#### Problem requirements:
Find the string "wheel" in the entries and copy each line that has it.

#### The records:
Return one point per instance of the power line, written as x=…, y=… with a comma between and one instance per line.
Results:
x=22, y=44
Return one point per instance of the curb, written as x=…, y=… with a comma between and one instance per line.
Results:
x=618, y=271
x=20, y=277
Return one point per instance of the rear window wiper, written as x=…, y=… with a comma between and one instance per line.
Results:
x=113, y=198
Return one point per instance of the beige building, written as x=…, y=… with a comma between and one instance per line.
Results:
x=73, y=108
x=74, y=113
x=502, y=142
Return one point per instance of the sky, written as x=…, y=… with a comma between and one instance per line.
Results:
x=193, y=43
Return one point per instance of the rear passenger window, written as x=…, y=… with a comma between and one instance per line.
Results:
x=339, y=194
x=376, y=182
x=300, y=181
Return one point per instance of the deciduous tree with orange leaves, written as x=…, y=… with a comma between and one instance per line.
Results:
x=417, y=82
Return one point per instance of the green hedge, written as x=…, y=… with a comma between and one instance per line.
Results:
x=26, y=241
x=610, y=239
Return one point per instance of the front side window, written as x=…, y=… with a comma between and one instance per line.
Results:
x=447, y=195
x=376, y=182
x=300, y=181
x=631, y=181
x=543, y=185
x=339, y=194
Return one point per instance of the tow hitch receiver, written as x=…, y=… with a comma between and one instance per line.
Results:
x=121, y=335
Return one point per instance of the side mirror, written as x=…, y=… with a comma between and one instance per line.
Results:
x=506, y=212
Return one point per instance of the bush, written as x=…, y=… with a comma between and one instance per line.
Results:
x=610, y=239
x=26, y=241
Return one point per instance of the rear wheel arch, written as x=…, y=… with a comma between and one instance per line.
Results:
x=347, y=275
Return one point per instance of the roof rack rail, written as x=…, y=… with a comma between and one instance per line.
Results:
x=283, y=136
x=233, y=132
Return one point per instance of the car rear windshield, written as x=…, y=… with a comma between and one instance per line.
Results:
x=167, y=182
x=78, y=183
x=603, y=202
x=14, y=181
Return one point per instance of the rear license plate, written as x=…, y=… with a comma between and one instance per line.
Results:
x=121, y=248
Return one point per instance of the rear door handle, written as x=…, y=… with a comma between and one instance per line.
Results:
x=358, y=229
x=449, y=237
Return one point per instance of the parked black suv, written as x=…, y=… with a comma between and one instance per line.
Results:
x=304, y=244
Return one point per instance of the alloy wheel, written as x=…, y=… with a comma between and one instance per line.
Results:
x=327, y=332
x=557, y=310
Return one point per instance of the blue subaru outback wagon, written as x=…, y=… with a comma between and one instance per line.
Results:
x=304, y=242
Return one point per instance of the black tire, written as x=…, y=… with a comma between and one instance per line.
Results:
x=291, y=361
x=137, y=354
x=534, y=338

#### Completed task:
Return one point per instance of the rear wheel arch, written as x=…, y=… with a comma between and one instance per line.
Return one point per instance of the alloy wheel, written as x=…, y=… with a comma between and one instance per line.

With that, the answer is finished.